SHORT EXERCISE A: In the records, rewrite the stretch from the line containing "Task: annotate every instance of the black" through the end of the records, replacing "annotate" with "label" and keeping everything else the same. Leave the pictures out.
[Start TEXT TO READ]
You may remember An Inconvenient Truth, the documentary about the environment by former U.S. vice president Al Gore. I was fortunate to be in an audience in Oslo watching Al Gore’s presentation on the environmental crisis, which is one of the most compelling presentations I have listened to. His appeal was to see and accept the truth, no matter how inconvenient that is, and then take action to remedy the crisis.
The inconvenient truth about Hong Kong is the rapid deterioration of its rule of law and legal institutions. Unfortunately, the reality is that the Hong Kong administration conveniently and consciously ignores this reality. By doing so, they are demonstrating lack of sensitivity to the aspirations of the people of Hong Kong, especially the young. They have been increasingly apathetic towards the aspirations of the younger generation, dismissing them as a “small group of people” or an “insignificant minority.”
Youths have often sparked social and political changes. For example, in South Korea, they sparked the democratic revolution in 1980 in Kwangju and then again in June 1987 all over the country to end a military dictatorship and restore the rule of law. Students and youths played an important part in restoring democracy and the rule of law in Indonesia in 1998. They were in the forefront of the recent anti-corruption movement in Malaysia. And youths and students in Thailand are currently trying to move their country towards a path to establishing a more democratic, accountable and transparent government. These youths and students are fighting for universally accepted principles of good governance and the rule of law. Why? It is because it is their future at stake. Decisions made now will not affect those decision makers but the youths. That is why they have begun to take huge risks and some in Hong Kong have ended up in prison. When politicians dismiss them as an “insignificant minority”, they are in fact belittling those universal principles that form a solid foundation of an accountable and transparent system of governance.
[End TEXT TO READ]
SHORT EXERCISE B: Output the whole text about Hong Kong's rule of law word for word.
[Start RECORDS FOR THIS EXERCISE]
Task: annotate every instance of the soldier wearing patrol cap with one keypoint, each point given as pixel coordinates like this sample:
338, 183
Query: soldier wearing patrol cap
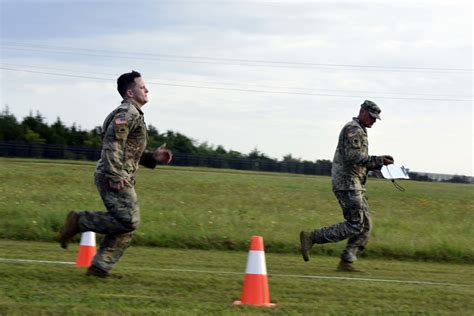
349, 174
124, 139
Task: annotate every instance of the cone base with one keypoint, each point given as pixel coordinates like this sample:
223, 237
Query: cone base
263, 305
85, 256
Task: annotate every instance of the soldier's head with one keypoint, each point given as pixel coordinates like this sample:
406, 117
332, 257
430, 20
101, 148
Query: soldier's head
369, 113
130, 85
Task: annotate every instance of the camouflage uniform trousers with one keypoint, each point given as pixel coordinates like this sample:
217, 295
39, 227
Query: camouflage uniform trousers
117, 223
356, 227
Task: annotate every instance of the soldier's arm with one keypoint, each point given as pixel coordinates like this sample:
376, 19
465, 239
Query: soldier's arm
354, 152
113, 146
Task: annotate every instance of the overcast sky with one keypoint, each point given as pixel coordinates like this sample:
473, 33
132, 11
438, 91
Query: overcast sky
280, 76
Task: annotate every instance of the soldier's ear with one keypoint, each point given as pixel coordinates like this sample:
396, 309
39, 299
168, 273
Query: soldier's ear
129, 93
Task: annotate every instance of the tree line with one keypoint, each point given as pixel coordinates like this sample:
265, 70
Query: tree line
33, 129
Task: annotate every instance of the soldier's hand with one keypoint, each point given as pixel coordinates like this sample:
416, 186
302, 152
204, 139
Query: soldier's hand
118, 185
163, 155
387, 160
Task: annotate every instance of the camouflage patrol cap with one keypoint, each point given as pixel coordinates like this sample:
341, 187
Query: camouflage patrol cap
372, 108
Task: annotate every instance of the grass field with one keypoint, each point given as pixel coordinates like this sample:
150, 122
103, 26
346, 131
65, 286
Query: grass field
222, 209
164, 281
189, 254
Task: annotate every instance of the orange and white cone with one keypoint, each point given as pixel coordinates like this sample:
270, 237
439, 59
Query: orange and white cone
255, 289
87, 250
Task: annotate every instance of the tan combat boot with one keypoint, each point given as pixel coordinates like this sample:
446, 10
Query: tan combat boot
94, 271
306, 241
69, 230
345, 266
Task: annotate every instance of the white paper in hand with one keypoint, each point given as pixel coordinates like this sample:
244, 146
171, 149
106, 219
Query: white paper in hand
394, 172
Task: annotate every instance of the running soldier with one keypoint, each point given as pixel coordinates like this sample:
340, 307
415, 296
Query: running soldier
349, 174
124, 139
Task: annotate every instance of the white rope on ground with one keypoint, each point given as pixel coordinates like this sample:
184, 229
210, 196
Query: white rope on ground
322, 277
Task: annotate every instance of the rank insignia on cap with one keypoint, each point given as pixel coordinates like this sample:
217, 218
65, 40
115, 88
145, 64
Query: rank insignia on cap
120, 121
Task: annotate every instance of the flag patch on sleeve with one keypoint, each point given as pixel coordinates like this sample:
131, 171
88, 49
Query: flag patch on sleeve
120, 121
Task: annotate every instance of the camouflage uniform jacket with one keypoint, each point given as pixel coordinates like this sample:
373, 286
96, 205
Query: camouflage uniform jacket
352, 161
124, 139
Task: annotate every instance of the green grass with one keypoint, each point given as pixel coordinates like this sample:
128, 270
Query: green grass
221, 209
164, 281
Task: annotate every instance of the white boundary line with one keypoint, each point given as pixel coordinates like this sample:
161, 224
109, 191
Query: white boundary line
322, 277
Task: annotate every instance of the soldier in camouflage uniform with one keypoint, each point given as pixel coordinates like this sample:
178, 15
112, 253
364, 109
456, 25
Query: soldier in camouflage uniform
124, 139
349, 174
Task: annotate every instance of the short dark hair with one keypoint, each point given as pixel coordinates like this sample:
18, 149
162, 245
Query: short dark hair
127, 81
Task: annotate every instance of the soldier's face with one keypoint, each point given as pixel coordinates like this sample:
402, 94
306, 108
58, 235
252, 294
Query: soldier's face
139, 93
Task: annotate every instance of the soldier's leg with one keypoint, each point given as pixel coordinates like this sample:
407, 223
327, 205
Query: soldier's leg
111, 250
351, 203
122, 215
117, 224
356, 244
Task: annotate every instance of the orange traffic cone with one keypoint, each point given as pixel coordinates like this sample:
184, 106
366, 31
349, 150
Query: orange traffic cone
255, 289
86, 250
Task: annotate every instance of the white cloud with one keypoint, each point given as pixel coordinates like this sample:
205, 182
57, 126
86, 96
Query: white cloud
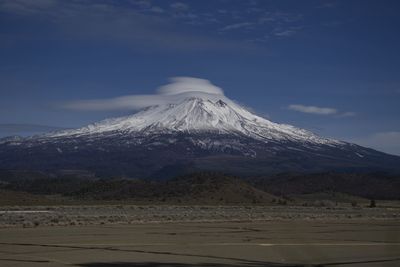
347, 114
178, 89
313, 109
321, 110
181, 85
388, 142
179, 6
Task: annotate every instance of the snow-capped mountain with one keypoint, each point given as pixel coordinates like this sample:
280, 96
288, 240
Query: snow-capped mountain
198, 115
196, 133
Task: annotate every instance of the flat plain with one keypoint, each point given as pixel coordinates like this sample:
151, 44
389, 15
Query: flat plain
172, 236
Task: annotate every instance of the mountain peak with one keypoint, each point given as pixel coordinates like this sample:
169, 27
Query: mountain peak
195, 115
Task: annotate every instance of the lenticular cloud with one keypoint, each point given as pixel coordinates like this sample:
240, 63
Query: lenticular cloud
181, 85
178, 89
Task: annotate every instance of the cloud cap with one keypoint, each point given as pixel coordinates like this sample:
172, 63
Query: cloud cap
176, 91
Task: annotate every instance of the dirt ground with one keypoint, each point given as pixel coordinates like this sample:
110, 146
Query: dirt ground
189, 244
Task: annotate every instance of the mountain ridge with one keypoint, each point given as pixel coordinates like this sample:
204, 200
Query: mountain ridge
197, 133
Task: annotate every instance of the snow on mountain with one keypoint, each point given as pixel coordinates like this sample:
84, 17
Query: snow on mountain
197, 114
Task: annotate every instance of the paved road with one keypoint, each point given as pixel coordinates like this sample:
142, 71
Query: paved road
302, 243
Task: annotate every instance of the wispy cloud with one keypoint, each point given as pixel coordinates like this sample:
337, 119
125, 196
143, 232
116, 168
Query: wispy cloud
141, 23
313, 109
320, 110
237, 26
178, 89
388, 142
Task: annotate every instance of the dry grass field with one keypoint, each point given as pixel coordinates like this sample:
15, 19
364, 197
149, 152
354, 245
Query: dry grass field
189, 236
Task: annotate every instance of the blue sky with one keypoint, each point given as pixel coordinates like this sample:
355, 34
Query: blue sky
332, 67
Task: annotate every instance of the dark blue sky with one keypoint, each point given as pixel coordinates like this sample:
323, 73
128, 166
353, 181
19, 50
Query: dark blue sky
332, 67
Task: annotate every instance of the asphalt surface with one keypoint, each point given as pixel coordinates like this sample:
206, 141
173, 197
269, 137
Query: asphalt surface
271, 243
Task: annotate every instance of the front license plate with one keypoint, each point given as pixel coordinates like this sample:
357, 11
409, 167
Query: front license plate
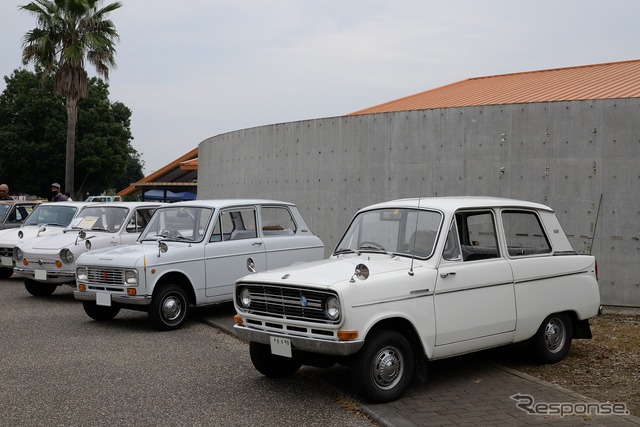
281, 346
103, 298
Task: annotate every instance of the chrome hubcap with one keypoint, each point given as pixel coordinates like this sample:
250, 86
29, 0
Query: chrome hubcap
554, 335
171, 308
387, 368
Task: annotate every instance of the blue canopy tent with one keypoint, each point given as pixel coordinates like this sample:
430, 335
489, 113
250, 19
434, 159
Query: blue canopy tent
168, 196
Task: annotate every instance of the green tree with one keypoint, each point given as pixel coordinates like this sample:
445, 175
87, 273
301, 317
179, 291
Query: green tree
70, 33
32, 128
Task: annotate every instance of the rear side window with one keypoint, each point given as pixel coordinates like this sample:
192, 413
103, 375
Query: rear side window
524, 234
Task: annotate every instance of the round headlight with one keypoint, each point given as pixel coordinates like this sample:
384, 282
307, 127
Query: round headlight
81, 273
131, 277
332, 308
245, 297
66, 255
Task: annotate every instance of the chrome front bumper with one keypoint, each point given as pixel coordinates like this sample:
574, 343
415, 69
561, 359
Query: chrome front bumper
117, 298
311, 345
52, 276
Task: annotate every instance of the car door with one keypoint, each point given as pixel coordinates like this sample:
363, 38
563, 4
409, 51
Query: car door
474, 293
234, 248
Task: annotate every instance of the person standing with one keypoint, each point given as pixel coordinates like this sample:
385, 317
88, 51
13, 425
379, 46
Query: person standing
57, 195
4, 192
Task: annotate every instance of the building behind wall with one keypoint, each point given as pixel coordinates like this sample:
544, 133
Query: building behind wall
577, 155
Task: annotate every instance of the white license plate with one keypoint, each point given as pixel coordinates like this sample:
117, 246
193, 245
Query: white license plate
281, 346
103, 298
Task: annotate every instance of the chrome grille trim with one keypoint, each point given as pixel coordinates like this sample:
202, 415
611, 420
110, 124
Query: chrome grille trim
105, 276
287, 302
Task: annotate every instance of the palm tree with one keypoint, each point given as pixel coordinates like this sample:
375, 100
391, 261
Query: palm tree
68, 34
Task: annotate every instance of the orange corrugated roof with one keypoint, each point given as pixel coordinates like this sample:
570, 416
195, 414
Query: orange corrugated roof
598, 81
162, 171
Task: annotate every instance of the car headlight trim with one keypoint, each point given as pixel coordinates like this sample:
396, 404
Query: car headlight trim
81, 273
66, 255
332, 308
245, 297
131, 277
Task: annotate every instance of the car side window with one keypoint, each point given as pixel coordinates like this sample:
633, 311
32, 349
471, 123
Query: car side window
235, 224
524, 233
277, 221
477, 232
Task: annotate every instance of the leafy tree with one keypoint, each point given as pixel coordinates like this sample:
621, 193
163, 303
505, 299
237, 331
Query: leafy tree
68, 34
32, 136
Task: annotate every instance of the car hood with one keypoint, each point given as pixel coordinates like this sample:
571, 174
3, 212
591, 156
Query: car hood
330, 272
10, 237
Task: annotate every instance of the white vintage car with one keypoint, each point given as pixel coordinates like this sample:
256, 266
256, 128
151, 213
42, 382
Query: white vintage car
190, 254
50, 261
416, 280
46, 219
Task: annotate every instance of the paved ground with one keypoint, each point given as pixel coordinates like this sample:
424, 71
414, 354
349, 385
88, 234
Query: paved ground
463, 391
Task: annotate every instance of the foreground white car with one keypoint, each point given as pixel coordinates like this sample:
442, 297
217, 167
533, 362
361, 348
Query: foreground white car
191, 253
46, 219
50, 261
422, 279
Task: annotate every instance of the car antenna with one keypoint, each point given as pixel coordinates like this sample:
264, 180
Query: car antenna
413, 249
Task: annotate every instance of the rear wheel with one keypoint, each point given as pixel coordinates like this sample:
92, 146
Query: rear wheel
99, 312
38, 289
383, 368
5, 273
169, 307
269, 364
552, 341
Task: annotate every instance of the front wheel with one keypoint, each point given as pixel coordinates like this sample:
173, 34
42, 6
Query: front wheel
552, 341
100, 313
38, 289
271, 365
383, 368
169, 308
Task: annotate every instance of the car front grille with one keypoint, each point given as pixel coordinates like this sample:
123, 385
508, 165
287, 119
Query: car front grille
105, 276
291, 303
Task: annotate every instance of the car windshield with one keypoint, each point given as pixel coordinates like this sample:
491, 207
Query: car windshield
4, 208
184, 224
100, 218
405, 232
52, 214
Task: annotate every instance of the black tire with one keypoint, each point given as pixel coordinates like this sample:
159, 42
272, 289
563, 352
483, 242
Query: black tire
271, 365
100, 313
38, 289
383, 368
169, 307
552, 341
5, 273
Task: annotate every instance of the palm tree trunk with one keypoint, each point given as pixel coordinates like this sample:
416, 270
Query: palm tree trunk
72, 118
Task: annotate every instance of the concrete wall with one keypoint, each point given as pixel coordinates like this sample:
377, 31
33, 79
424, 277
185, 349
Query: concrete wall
579, 157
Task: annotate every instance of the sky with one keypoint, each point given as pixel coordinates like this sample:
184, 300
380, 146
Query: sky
193, 69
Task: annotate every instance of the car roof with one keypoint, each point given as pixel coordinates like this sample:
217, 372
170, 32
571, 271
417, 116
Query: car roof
223, 203
453, 203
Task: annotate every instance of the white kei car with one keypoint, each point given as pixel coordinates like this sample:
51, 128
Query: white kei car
416, 280
46, 219
190, 254
50, 261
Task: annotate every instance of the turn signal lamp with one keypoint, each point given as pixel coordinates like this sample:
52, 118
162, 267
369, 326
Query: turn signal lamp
347, 335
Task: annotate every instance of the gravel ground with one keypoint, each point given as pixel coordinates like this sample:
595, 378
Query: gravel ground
605, 368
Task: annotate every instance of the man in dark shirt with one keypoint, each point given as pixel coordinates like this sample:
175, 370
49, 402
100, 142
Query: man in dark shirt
4, 192
57, 195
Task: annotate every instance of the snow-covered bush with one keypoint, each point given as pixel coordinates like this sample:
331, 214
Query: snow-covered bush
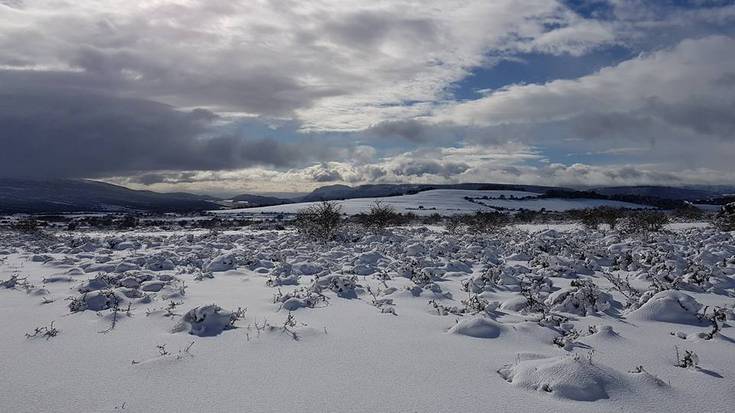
[End RECORDS FOR THIS EXERCISE]
CORRECT RESPONSE A:
Task: label every instance of the black tire with one keypoint, each point given as pixel coordinates like this sample:
159, 42
272, 289
563, 352
483, 242
Query: black tire
271, 365
100, 313
38, 289
383, 368
169, 307
552, 341
5, 273
Task: label every instance of the palm tree trunk with one keypoint, each point given as pixel coordinates like this sample:
416, 270
Query: palm tree trunk
72, 118
Task: label every instance of the concrete wall with one keypoint, each point given as pixel coordinates like this sample:
377, 31
33, 79
424, 277
185, 349
Query: concrete wall
579, 157
Task: label every instance of the sky with one keypoint, each point given as pixel coordinates like this sample:
184, 300
380, 146
Query: sky
193, 69
Task: label every instance of the car roof with one keypoint, each point given as pixel coordinates like this sample:
217, 372
170, 32
571, 271
417, 116
Query: car roof
223, 203
453, 203
Task: label every instance of the white kei car with one keypoint, each point given as pixel coordinates like this sample:
51, 128
Query: white kei car
416, 280
46, 219
190, 254
50, 261
Task: label every instance of the turn signal lamp with one keypoint, each point given as pixel coordinates like this sample:
52, 118
162, 267
369, 326
Query: turn signal lamp
347, 335
Task: label every instance of the gravel ground with one keypoint, each point given as pixel coordinates like this sample:
595, 378
Query: gravel ground
605, 368
Task: label every instance of the man in dark shirt with one keypoint, each point given as pixel coordinates like this sample:
175, 370
49, 402
100, 142
Query: man in dark shirt
4, 192
57, 195
Task: label every instance of the snow-covered bush with one keypoint, each point given as pixel coordinates like this sample:
331, 214
Query: snow-covered bush

CORRECT RESPONSE B:
You may remember An Inconvenient Truth, the documentary about the environment by former U.S. vice president Al Gore. I was fortunate to be in an audience in Oslo watching Al Gore’s presentation on the environmental crisis, which is one of the most compelling presentations I have listened to. His appeal was to see and accept the truth, no matter how inconvenient that is, and then take action to remedy the crisis.
The inconvenient truth about Hong Kong is the rapid deterioration of its rule of law and legal institutions. Unfortunately, the reality is that the Hong Kong administration conveniently and consciously ignores this reality. By doing so, they are demonstrating lack of sensitivity to the aspirations of the people of Hong Kong, especially the young. They have been increasingly apathetic towards the aspirations of the younger generation, dismissing them as a “small group of people” or an “insignificant minority.”
Youths have often sparked social and political changes. For example, in South Korea, they sparked the democratic revolution in 1980 in Kwangju and then again in June 1987 all over the country to end a military dictatorship and restore the rule of law. Students and youths played an important part in restoring democracy and the rule of law in Indonesia in 1998. They were in the forefront of the recent anti-corruption movement in Malaysia. And youths and students in Thailand are currently trying to move their country towards a path to establishing a more democratic, accountable and transparent government. These youths and students are fighting for universally accepted principles of good governance and the rule of law. Why? It is because it is their future at stake. Decisions made now will not affect those decision makers but the youths. That is why they have begun to take huge risks and some in Hong Kong have ended up in prison. When politicians dismiss them as an “insignificant minority”, they are in fact belittling those universal principles that form a solid foundation of an accountable and transparent system of governance.